**Given request:** Please copy the stretch from "Expected: for every instance of the corrugated" through the end of the listing, replacing "innermost" with "central" and changing nothing else.

**Listed records:**

◆ ◆ ◆ ◆ ◆ ◆ ◆

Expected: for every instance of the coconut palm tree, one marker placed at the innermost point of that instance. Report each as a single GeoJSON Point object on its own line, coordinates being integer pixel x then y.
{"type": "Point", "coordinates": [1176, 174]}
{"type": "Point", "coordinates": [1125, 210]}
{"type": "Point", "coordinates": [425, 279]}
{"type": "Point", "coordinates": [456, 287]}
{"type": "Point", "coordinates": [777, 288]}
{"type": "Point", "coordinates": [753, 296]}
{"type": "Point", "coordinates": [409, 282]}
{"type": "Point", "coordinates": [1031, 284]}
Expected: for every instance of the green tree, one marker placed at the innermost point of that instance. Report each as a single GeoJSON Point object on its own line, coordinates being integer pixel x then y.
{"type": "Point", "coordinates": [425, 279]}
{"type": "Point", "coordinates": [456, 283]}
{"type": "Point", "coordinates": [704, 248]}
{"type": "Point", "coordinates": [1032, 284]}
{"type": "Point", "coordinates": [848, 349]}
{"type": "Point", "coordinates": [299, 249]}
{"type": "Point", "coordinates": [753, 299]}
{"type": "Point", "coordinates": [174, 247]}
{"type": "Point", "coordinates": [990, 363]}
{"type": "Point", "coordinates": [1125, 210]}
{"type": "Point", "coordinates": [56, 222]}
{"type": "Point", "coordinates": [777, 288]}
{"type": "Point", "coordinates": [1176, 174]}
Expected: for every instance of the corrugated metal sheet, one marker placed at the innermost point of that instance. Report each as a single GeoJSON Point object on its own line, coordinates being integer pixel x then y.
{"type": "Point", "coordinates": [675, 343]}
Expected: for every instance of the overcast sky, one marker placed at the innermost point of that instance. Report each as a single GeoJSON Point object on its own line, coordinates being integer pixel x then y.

◆ ◆ ◆ ◆ ◆ ◆ ◆

**Solved problem:**
Expected: for every instance of the corrugated metal sheet, one marker placed at the central point of that instance. Report each as a single GeoJSON Point object on its own line, coordinates being integer pixel x then y.
{"type": "Point", "coordinates": [675, 343]}
Expected: for every instance of the overcast sky, one marker placed at the central point of that instance. Report each as a single GeoJSON Point object on its own line, coordinates being integer pixel x then y.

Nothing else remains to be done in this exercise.